1. Como la Biblia
Aunque ya no es tan habitual, durante un tiempo fue bastante frecuente hablar de Cien años de soledad en términos de una nueva Biblia, o, en otra formulación asimismo muy extendida, como la Biblia de Latinoamérica. Si los datos que manejo son correctos, el primero en subrayar la relación entre estas dos obras de la literatura universal fue un gran amigo del autor, el escritor Carlos Fuentes, quien, en una noticia publicada antes incluso de que la novela hubiese visto la luz, la describió como «una historia casi bíblica», idea ésta de la que nunca se desdijo, sino todo lo contrario. En fechas más recientes, otro autor asimismo muy cercano al novelista, su hermano Eligio García Márquez, secundó esta tesis y hasta la puso en boca del propio novelista, quien, al parecer, no la había terminado todavía de redactar cuando se la describió a José Font Castro en los siguientes términos: «Estoy escribiendo la más grande novela de todos los tiempos. Es algo así como la Biblia».
El autor solía, además, hacer expresa mención de este texto siempre que se le preguntaba por los que más le habían influido en su propia obra. Lo hizo así, por ejemplo, en la entrevista con Plinio Apuleyo Mendoza, a quien le hizo saber que la incluía entre las «novelas más importantes» que se habían escrito «desde el comienzo de la humanidad». En fechas más recientes el autor siguió insistiendo en el papel que esta obra había desempeñado en su formación literaria. Dentro del capítulo dedicado en Vivir para contarla a la etapa universitaria, se representó, en los primeros meses de su carrera de Derecho, devorando relatos de autores contemporáneos, entre ellos Borges, Graham Greene y otros muchos que se limitó sólo a ir citando uno detrás de otro. Hubo tres, sin embargo, a los que dedicó un mayor número de líneas. Dos de ellos eran contemporáneos: el Ulises de Joyce y La metamorfosis de Kafka. Pero el otro, el primero del que habló, volvió a ser la Biblia. Además, en esta ocasión no lo hizo para resaltar su valor literario, sino para informar de algo que nunca antes había comentado en público: la atención con que, desde su juventud, había leído ese libro, del que había llegado por eso a tener un profundo e inhabitual grado de conocimiento. Según contó aquí el autor, fue durante su primer año como estudiante de Derecho cuando un compañero llamado Jorge Álvaro Espinosa le enseñó «a navegar en la Biblia» hasta el punto de hacerle aprender «de memoria los nombres completos de los contertulios de Job».

● Registros de datos:
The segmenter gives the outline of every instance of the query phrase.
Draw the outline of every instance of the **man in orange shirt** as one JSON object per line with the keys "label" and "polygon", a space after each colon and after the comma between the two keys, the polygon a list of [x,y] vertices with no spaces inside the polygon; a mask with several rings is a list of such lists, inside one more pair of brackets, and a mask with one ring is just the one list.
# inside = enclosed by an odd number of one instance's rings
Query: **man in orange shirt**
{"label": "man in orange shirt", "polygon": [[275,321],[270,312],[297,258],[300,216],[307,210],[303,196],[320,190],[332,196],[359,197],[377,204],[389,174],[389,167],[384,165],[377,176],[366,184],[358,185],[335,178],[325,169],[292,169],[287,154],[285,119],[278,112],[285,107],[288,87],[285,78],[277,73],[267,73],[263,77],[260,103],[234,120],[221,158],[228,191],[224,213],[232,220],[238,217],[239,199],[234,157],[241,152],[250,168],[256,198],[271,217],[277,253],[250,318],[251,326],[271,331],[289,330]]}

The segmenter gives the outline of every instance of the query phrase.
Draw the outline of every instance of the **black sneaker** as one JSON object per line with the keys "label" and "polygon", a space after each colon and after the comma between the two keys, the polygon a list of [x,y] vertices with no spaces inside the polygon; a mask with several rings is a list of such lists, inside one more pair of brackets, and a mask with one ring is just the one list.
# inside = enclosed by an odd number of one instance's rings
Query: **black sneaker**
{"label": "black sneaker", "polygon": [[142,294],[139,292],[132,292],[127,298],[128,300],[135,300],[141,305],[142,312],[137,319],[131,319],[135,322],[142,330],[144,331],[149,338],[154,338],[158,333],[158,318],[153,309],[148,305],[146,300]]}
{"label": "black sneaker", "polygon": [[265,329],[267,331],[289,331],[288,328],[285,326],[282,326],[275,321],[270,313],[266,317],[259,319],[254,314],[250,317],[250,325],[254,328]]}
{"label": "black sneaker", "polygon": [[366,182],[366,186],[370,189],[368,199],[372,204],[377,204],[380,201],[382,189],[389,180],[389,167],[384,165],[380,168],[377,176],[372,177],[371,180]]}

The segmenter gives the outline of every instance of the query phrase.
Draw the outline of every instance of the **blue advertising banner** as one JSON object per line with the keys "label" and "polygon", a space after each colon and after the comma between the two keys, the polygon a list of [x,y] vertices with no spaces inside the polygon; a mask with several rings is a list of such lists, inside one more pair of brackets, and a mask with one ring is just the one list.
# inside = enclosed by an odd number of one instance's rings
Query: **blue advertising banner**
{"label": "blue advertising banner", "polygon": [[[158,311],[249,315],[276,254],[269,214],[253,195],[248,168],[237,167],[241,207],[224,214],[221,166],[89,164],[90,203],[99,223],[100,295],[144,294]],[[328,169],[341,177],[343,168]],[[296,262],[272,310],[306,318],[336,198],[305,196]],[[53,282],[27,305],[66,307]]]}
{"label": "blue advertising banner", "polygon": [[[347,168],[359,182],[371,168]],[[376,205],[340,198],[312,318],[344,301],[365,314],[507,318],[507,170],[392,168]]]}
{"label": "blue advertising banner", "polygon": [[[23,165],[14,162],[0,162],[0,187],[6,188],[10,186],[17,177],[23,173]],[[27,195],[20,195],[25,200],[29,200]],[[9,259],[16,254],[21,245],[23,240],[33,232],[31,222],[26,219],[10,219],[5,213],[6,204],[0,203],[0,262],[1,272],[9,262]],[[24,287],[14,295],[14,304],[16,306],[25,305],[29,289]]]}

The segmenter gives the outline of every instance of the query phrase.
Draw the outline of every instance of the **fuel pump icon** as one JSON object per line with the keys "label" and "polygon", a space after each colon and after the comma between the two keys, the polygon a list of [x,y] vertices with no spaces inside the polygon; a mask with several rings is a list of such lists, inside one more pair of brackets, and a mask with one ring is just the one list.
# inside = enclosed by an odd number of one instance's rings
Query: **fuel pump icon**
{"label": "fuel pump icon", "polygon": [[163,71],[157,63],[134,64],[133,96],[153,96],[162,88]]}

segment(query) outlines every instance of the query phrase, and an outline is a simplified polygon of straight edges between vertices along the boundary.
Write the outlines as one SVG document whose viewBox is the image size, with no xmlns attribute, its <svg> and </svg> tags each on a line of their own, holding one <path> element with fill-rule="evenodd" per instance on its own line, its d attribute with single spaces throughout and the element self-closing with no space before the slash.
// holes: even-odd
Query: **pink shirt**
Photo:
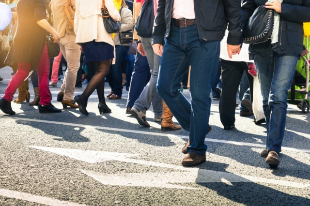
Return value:
<svg viewBox="0 0 310 206">
<path fill-rule="evenodd" d="M 188 19 L 196 18 L 194 0 L 174 0 L 173 1 L 172 18 L 177 19 L 183 18 Z"/>
</svg>

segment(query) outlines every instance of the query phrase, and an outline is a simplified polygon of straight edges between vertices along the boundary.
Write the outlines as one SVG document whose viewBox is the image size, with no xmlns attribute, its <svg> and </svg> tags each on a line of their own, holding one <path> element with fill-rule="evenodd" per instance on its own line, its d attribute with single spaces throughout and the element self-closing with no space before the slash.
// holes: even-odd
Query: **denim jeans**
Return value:
<svg viewBox="0 0 310 206">
<path fill-rule="evenodd" d="M 291 88 L 299 55 L 278 54 L 277 43 L 271 44 L 268 63 L 255 61 L 261 83 L 267 128 L 267 150 L 281 151 L 284 135 L 288 90 Z"/>
<path fill-rule="evenodd" d="M 140 96 L 135 103 L 133 107 L 145 113 L 150 108 L 152 103 L 155 117 L 160 118 L 163 110 L 162 101 L 156 89 L 160 58 L 153 51 L 152 47 L 152 38 L 141 37 L 141 43 L 146 54 L 146 58 L 150 65 L 152 76 Z"/>
<path fill-rule="evenodd" d="M 122 97 L 123 93 L 123 61 L 129 46 L 115 45 L 115 64 L 111 65 L 110 73 L 106 78 L 113 93 Z"/>
<path fill-rule="evenodd" d="M 127 70 L 126 70 L 126 87 L 129 87 L 130 86 L 131 76 L 132 75 L 132 72 L 134 71 L 134 64 L 135 63 L 135 60 L 136 60 L 135 55 L 128 54 L 129 48 L 130 47 L 128 47 L 127 51 L 126 52 L 126 56 L 125 56 L 125 59 L 127 60 Z"/>
<path fill-rule="evenodd" d="M 243 72 L 241 81 L 239 86 L 238 97 L 240 102 L 245 99 L 251 101 L 251 97 L 250 97 L 250 86 L 248 84 L 248 80 L 247 72 L 245 71 Z M 239 107 L 239 111 L 240 112 L 248 112 L 249 111 L 248 109 L 244 106 L 242 103 L 240 104 L 240 106 Z"/>
<path fill-rule="evenodd" d="M 215 79 L 214 79 L 214 82 L 213 85 L 212 85 L 212 96 L 213 97 L 219 97 L 221 94 L 218 93 L 216 89 L 217 85 L 219 84 L 221 86 L 221 81 L 220 79 L 221 77 L 221 68 L 222 68 L 222 63 L 220 61 L 218 62 L 218 66 L 217 67 L 217 75 L 215 76 Z M 221 88 L 221 87 L 220 87 Z"/>
<path fill-rule="evenodd" d="M 146 57 L 143 57 L 139 52 L 137 52 L 134 71 L 131 76 L 131 83 L 128 93 L 126 107 L 132 108 L 135 104 L 135 102 L 140 96 L 146 84 L 150 70 Z M 127 74 L 126 75 L 127 77 Z"/>
<path fill-rule="evenodd" d="M 220 41 L 199 38 L 196 25 L 171 26 L 164 47 L 157 91 L 182 127 L 189 131 L 188 153 L 205 155 L 209 123 L 210 93 L 219 59 Z M 181 81 L 189 65 L 191 105 L 180 92 Z"/>
</svg>

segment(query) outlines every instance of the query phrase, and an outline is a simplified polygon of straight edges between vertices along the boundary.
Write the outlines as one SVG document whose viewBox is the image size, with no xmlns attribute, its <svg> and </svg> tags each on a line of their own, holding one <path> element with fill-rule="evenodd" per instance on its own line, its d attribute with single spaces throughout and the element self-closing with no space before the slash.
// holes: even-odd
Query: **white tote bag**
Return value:
<svg viewBox="0 0 310 206">
<path fill-rule="evenodd" d="M 263 109 L 263 96 L 261 91 L 261 84 L 257 75 L 254 77 L 252 108 L 256 121 L 265 118 Z"/>
</svg>

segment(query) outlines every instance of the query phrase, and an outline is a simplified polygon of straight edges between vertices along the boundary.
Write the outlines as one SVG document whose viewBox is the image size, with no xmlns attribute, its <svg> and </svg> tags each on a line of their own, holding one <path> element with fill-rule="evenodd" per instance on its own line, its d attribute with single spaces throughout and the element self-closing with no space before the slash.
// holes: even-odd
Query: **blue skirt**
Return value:
<svg viewBox="0 0 310 206">
<path fill-rule="evenodd" d="M 114 47 L 105 42 L 93 40 L 81 44 L 86 61 L 105 61 L 114 58 Z"/>
</svg>

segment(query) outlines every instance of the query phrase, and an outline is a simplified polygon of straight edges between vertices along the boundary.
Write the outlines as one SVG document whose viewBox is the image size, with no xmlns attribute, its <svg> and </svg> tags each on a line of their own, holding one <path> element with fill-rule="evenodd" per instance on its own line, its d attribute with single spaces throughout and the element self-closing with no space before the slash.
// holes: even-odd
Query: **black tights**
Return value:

● Tarea requerida: Según el fragmento seleccionado, ¿quién le enseñó al autor «a navegar en la Biblia» durante su primer año como estudiante de Derecho? Los registros no intervienen en este caso.

● Respuesta completa: Un compañero llamado Jorge Álvaro Espinosa.